— Task prompt —
Print everything in the data below from the line containing "Planogram-check task. Target: brick hearth" down to the line containing "point(287, 121)", both included, reproducing each line unchanged.

* BEGIN Data extract *

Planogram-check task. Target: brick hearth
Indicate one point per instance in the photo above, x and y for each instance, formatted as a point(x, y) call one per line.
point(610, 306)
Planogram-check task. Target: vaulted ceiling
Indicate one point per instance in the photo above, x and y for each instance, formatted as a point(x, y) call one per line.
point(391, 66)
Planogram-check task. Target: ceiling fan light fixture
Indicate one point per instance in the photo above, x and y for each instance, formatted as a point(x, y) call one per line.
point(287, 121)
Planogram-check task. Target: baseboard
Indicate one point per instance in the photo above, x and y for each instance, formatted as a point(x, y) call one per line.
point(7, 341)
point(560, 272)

* END Data extract *
* BEGIN Data extract *

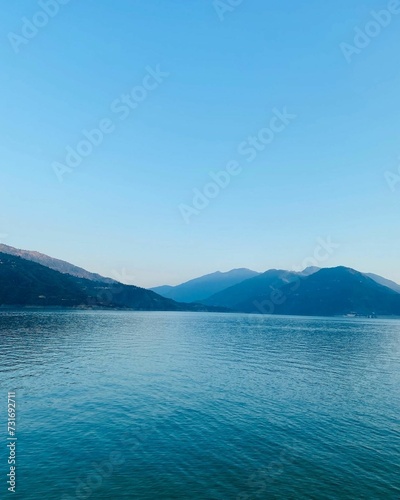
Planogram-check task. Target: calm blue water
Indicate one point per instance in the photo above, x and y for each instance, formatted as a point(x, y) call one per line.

* END Data extract *

— Right answer —
Planogram-check task. Target: brick hearth
Indicate one point per instance in the photo above, x and y for each instance, formatted as a point(x, y) call one per line.
point(610, 306)
Planogram-check task. Target: vaulted ceiling
Indicate one point per instance in the photo above, x and y for each instance, formatted as a point(x, y) call one per line.
point(391, 66)
Planogram-check task. Target: ceiling fan light fixture
Indicate one point per instance in the photo above, x and y for each instance, formatted as a point(x, y) call one per line.
point(287, 121)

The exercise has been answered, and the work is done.